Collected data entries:
=====
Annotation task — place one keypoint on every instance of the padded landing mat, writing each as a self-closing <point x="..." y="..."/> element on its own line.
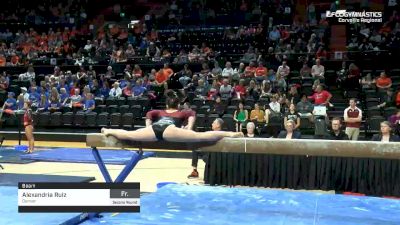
<point x="177" y="204"/>
<point x="82" y="155"/>
<point x="9" y="155"/>
<point x="12" y="179"/>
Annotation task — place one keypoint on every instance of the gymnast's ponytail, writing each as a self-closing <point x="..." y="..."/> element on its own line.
<point x="172" y="99"/>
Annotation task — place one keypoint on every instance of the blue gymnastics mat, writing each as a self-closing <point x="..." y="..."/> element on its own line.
<point x="82" y="155"/>
<point x="203" y="205"/>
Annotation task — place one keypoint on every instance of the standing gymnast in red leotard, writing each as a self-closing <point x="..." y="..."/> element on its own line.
<point x="166" y="125"/>
<point x="28" y="124"/>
=====
WHAT IS EXPECTED: Render all of the data above as a numbered list with one entry per line. Omit blank lines and exclude the picture.

CORRECT RESULT:
1. Annotation task — place one keypoint on every instance of the padded landing mat, writing each as a self-closing <point x="..." y="..."/> element on its own line.
2. <point x="177" y="204"/>
3. <point x="82" y="155"/>
4. <point x="9" y="155"/>
5. <point x="12" y="179"/>
6. Annotation task — place one keypoint on every instance of the gymnast's ponytail, writing each as a self-closing <point x="..." y="..."/> element on its own line.
7. <point x="172" y="99"/>
8. Annotation task — place one keypoint on every instance of the blue gymnastics mat, writing each as a self-closing <point x="..." y="..."/> element on its own line.
9. <point x="82" y="155"/>
10. <point x="203" y="205"/>
11. Annotation task — place one keypoint on every instance of the standing gymnast in red leotard, writing each as a self-closing <point x="..." y="..."/> element on its own line.
12. <point x="166" y="125"/>
13. <point x="28" y="124"/>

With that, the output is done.